* ВЫБРАННЫЙ ОТРЫВОК
○ ○ ○ ○ ○

Спекулятивные реалисты — это настоящие бунтари и представители самой современной философии (с пылу, с жару), которую только можно найти (даже живы ещё все, что невероятно удивительно).
Не предавая важную традицию, для начала обратимся к этимологии: спекулятивный реализм происходит от англ. Speculative realism (ого, вот это да). А сам термин предложил Рэем Брассье, но похожий «спекулятивный материализм» ранее использовал Квентин Мейясу для описания своей философской концепции. В первый раз понятие прозвучало на конференции в Голдсмитском университете под руководством Альберто Тоскано, так же на ней выступили Рэй Брасье (Американский Университет Бейрута), Йен Гамильтон Грант (Университет Западной Англии, Бристоль), Грэм Харман (Американский Университет Каира) и Квентин Мейясу (Высшая нормальная школа, Париж). Спустя два года 24 апреля 2009 состоялась вторая конференция в Университете Западной Англии. В ней приняли участие уже знакомые нам герои, кроме Мейясу, который не смог поприсутствовать.
Итак, а что тут, собственно, с самой философией? Ребята представляют позицию, противостоящую господствующим формам посткантианской философии или, как говорят они сами, корреляционизму. В Канте (как и почти во всей европейской философии) их не устраивает, в первую очередь, традиция о конечности человека. В «После Конечности» Мейясу определяет корреляционизм как «идею, согласно которой мы всегда имели доступ только к корреляции между мышлением и бытием, и один термин никогда не рассматривался в отрыве от другого». Еще их объединяет стремление преодолеть философию привилегированного доступа, понимая под этим интригующим термином философские учения, которые наделяют человека привилегиями по сравнению с другими предметами.

○ ○ ○ ○ ○

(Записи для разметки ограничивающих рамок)
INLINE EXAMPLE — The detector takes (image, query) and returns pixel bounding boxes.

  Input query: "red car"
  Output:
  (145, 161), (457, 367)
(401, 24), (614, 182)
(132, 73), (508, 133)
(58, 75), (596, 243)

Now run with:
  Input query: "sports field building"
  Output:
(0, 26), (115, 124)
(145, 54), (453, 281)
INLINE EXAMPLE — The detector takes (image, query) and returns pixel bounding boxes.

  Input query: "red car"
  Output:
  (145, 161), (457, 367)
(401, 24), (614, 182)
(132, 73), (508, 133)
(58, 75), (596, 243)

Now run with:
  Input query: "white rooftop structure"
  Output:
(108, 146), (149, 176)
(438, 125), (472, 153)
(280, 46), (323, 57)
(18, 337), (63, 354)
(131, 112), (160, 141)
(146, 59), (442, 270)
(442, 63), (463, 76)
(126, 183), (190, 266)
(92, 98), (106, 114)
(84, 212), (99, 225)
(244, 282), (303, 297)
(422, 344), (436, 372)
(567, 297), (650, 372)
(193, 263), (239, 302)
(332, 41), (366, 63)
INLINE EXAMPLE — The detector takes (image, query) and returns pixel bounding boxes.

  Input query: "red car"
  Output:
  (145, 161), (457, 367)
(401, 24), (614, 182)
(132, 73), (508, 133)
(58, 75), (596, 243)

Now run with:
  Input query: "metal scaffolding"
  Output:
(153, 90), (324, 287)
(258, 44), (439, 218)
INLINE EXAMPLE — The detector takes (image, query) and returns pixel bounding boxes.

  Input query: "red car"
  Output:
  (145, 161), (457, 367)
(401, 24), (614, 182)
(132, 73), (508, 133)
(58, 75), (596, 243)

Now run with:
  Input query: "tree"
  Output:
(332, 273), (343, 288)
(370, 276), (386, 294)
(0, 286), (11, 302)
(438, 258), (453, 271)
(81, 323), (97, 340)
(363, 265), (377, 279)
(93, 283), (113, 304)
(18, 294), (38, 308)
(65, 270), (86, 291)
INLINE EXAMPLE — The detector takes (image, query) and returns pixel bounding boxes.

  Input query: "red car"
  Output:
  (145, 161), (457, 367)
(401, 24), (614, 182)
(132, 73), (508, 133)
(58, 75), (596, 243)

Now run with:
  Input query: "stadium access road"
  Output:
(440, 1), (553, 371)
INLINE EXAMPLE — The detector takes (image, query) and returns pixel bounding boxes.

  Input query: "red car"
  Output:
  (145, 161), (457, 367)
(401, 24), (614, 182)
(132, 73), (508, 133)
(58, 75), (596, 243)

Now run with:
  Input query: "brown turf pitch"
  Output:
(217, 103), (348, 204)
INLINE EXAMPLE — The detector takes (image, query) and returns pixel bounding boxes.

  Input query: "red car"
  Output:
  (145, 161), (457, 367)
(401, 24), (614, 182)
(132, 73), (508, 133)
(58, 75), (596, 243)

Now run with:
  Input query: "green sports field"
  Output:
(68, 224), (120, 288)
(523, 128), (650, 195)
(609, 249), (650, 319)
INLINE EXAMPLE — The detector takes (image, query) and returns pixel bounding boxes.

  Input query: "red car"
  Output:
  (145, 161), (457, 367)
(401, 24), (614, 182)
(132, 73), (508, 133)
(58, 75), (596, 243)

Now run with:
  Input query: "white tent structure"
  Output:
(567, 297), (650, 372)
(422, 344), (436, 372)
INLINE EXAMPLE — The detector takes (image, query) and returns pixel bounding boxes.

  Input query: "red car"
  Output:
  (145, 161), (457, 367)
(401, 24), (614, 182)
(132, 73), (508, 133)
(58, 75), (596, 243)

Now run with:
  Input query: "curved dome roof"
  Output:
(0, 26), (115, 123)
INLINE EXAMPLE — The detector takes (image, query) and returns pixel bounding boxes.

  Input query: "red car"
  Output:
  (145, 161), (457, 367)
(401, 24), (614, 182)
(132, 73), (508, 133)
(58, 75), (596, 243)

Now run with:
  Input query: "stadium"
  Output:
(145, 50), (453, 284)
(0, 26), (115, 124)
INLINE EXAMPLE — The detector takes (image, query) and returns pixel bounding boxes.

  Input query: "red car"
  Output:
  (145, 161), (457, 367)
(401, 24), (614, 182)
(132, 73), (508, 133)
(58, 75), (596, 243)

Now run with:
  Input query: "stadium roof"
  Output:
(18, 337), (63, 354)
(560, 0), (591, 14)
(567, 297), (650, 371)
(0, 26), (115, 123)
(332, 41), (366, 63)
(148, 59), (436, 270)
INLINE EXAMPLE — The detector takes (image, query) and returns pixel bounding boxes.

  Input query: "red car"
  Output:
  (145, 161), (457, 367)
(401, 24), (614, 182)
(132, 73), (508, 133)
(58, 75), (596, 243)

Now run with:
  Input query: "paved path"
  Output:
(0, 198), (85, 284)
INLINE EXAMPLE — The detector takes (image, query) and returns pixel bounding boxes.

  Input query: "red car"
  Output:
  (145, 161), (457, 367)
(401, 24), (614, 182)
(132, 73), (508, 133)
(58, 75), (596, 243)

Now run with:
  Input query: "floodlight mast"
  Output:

○ ○ ○ ○ ○

* ЗАДАЧИ
A - Когда и где, согласно отрывку о спекулятивном реализме, состоялась вторая конференция?
B - Какие учебные заведения отрывок о спекулятивном реализме указывает в скобках рядом с именами выступавших на первой конференции? Перечислите все.

* ОТВЕТЫ
A - 24 апреля 2009 года в Университете Западной Англии.

B -
- Американский Университет Бейрута
- Университет Западной Англии, Бристоль
- Американский Университет Каира
- Высшая нормальная школа, Париж